(EXCERPT TO READ begins)

James Merritt, a former Southern Baptist Convention president and currently a pastor of Cross Pointe, the Church at Gwinnett Center in Duluth, Ga., described Drummond as a “life preserver for me” during Merritt’s time in seminary.

“I would’ve changed his name from Louie to Barnabas,” Merritt said. “Scripture says Barnabas was a good man full of the Holy Spirit. He was full of faith. A great number of people were added to the Lord. I think of Dr. Drummond. He was the epitome of goodness. He bore the fruit of goodness in his life.

“But, more than being a good man, he was an incredibly gifted man. He was full of the Holy Spirit. He was one of those rare professors that had the ability to talk across the spectrum, whether it was evangelism or church practice or preaching or church history or theology or doctrine. He was equally at home in any of those areas.

(EXCERPT TO READ ends)
(INPUT DATA begins)

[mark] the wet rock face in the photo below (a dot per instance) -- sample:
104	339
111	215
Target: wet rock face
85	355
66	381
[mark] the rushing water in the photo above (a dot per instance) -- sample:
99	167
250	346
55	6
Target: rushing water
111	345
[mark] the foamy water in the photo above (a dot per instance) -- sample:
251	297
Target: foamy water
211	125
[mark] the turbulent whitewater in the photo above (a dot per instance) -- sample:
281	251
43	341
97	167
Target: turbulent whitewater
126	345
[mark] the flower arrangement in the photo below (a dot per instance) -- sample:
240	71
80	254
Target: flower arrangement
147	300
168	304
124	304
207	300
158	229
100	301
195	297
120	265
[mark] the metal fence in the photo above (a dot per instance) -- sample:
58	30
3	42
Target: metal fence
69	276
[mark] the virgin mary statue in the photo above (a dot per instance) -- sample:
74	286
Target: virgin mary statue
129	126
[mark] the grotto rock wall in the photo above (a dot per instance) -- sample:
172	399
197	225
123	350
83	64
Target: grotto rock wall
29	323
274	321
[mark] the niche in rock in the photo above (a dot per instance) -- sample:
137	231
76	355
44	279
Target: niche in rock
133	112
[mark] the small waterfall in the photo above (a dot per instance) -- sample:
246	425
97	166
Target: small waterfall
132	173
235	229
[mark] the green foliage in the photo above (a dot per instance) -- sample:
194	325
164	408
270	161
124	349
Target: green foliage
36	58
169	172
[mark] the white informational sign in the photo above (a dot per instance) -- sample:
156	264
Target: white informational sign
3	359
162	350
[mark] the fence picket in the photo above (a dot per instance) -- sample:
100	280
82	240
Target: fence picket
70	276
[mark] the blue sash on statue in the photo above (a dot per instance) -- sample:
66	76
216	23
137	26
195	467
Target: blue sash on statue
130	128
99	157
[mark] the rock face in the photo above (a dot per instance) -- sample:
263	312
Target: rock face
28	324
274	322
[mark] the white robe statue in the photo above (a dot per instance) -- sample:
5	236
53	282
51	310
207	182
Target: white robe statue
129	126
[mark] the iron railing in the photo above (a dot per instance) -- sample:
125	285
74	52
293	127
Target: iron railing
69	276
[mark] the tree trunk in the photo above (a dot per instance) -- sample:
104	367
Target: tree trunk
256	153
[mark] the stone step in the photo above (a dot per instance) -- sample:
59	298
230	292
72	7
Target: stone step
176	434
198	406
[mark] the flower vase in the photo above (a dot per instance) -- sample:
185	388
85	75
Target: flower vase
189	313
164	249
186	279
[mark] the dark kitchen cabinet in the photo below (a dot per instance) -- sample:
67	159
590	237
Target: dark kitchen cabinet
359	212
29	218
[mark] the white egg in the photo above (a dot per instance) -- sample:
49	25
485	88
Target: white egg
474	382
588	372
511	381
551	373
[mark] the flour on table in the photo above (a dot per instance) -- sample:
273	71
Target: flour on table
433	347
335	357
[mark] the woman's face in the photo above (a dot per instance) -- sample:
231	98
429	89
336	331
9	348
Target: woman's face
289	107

(INPUT DATA ends)

## ABOUT THIS TASK
Reproduce the entire excerpt about Drummond above, word for word.

## ANSWER TO THIS PROBLEM
James Merritt, a former Southern Baptist Convention president and currently a pastor of Cross Pointe, the Church at Gwinnett Center in Duluth, Ga., described Drummond as a “life preserver for me” during Merritt’s time in seminary.

“I would’ve changed his name from Louie to Barnabas,” Merritt said. “Scripture says Barnabas was a good man full of the Holy Spirit. He was full of faith. A great number of people were added to the Lord. I think of Dr. Drummond. He was the epitome of goodness. He bore the fruit of goodness in his life.

“But, more than being a good man, he was an incredibly gifted man. He was full of the Holy Spirit. He was one of those rare professors that had the ability to talk across the spectrum, whether it was evangelism or church practice or preaching or church history or theology or doctrine. He was equally at home in any of those areas.